Re: [PATCH] Make div64_u64() precise on 32bit platforms

From: Oleg Nesterov <oleg@redhat.com>
To: Brian Behlendorf <behlendorf1@llnl.gov>
Cc: LKML <linux-kernel@vger.kernel.org>,
	Andrew Morton <akpm@linux-foundation.org>
Subject: Re: [PATCH] Make div64_u64() precise on 32bit platforms
Date: Thu, 14 Oct 2010 14:11:59 +0200	[thread overview]
Message-ID: <20101014121159.GA407@redhat.com> (raw)
In-Reply-To: <20101013213746.GA27248@redhat.com>

On 10/13, Oleg Nesterov wrote:
>
> On 10/12, Brian Behlendorf wrote:
> >
> >  u64 div64_u64(u64 dividend, u64 divisor)
> >  {
> > -	u32 high, d;
> > -
> > -	high = divisor >> 32;
> > -	if (high) {
> > -		unsigned int shift = fls(high);
> > +	u64 u0, quot0, quot1;
> > +	u32 rem;
> > +	int n;
> > +
> > +	if (divisor >> 32 == 0) {
> > +		if (dividend >> 32 < divisor) {
> > +			return div_u64_rem(dividend, divisor, &rem);
> > +		} else {
> > +			u0 = dividend & 0xFFFFFFFF;
> > +			quot1 = div_u64_rem(dividend >> 32, divisor, &rem);
> > +			u0 += ((u64)rem << 32);
> > +			quot0 = div_u64_rem(u0, divisor, &rem);
> > +			return (quot1 << 32) + quot0;
> > +		}
>
> Looks correct... but I can't understand these complications.
> Looks like we can just do
>
> 	if ((divisor >> 32) == 0) {
> 		div_u64(dividend, divisor);
> 	} else {
> 	...
>
> No?
>
> > +	} else {
> > +		n = __builtin_clzll(divisor);
> > +		quot1 = div_u64_rem(dividend >> 1, (divisor << n) >> 32, &rem);
> > +		quot0 = (quot1 << n) >> 31;
>
> I can't understand this "dividend >> 1". It seems to me that
>
> 		quot1 = div_u64(dividend, (divisor << n) >> 32);
> 		quot0 = (quot1 << n) >> 32;
>
> should be equally correct. Or I missed some overflow?

Thinking more about this with a fresh head, we don't event need quot1,
unless I missed something. We can do

		quot0 = div_u64((dividend << n) >> 32, (divisor << n) >> 32);

instead. Or, better,

		n = 32 - __builtin_clzll(divisor);
		quot0 = div_u64(dividend >> n, divisor >> n);

And 32 - clzll == fls.

So, I think it can be really trivial, see the test-case below,
seems to work (you need 64bit machine to test).

What do you think? I do not trust my math skills.

Oleg.

YOUR GOAL: Can you turn the paragraph in the mailing-list reply that begins "So, I think it can be really trivial" into a short bulleted list that keeps its main points?

INFORMATION SHOWN:
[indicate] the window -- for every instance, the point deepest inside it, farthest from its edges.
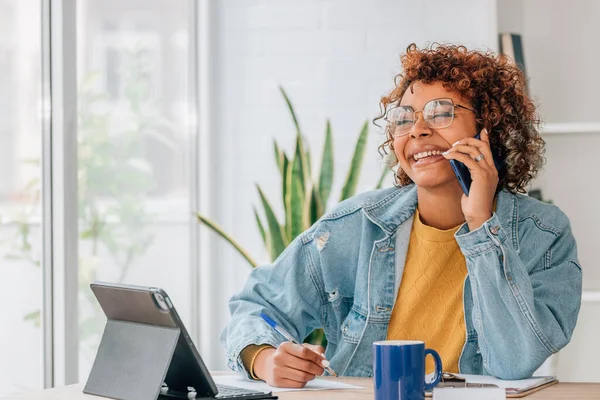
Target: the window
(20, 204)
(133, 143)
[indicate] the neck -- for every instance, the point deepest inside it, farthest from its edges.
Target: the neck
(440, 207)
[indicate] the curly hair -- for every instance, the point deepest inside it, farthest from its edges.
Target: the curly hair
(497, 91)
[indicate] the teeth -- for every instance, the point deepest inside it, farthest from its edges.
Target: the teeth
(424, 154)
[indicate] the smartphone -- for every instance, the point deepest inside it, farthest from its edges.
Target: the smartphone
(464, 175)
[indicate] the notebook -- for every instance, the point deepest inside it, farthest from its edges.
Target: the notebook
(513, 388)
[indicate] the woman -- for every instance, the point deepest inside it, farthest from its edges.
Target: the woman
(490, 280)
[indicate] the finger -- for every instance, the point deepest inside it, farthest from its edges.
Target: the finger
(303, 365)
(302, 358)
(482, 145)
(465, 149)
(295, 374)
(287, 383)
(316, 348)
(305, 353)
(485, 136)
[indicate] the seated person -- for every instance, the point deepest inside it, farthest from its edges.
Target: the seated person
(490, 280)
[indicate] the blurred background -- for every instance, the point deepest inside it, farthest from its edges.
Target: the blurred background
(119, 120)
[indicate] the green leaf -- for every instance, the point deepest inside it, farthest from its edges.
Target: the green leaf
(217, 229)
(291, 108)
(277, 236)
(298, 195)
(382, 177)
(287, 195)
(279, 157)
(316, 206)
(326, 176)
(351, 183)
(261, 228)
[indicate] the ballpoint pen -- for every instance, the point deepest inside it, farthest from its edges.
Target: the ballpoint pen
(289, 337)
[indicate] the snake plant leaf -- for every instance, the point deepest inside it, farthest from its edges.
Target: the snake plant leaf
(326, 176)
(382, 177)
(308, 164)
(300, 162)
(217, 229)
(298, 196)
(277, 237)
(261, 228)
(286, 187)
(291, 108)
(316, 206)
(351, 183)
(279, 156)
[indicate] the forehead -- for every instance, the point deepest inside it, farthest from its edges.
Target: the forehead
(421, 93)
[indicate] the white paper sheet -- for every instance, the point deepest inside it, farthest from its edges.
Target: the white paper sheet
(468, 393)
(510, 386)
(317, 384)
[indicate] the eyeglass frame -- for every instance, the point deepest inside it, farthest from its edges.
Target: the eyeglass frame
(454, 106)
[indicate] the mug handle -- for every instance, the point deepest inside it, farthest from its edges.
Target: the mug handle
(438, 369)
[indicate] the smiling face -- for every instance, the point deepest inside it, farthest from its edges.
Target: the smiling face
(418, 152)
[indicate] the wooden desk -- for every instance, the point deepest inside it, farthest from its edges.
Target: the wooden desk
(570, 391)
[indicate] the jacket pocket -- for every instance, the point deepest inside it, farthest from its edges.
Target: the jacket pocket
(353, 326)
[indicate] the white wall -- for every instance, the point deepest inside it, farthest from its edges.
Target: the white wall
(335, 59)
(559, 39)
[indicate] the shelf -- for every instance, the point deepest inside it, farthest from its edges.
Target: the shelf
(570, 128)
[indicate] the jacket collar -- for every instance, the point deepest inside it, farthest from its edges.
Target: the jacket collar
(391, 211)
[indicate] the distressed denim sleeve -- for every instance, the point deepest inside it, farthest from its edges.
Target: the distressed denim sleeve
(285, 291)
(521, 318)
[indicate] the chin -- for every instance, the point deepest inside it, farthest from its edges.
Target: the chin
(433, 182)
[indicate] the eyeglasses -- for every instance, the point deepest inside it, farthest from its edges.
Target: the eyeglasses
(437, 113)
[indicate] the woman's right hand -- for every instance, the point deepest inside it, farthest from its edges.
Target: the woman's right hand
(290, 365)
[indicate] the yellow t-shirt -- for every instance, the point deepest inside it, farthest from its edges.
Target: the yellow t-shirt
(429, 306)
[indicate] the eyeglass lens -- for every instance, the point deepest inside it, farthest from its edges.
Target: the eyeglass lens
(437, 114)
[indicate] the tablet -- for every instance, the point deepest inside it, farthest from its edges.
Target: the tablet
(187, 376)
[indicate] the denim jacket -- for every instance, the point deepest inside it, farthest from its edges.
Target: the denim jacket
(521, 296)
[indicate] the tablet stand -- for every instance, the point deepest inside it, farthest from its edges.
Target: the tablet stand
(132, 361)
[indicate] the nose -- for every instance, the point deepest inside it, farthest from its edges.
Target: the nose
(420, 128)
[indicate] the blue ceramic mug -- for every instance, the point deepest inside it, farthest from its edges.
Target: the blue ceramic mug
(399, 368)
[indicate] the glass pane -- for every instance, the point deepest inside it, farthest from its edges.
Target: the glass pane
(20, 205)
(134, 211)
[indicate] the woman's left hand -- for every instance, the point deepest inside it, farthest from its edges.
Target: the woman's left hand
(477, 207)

EXERCISE RESPONSE:
- The change can be made very simple.
- A test case follows.
- The test case seems to work.
- Testing it requires a 64-bit machine.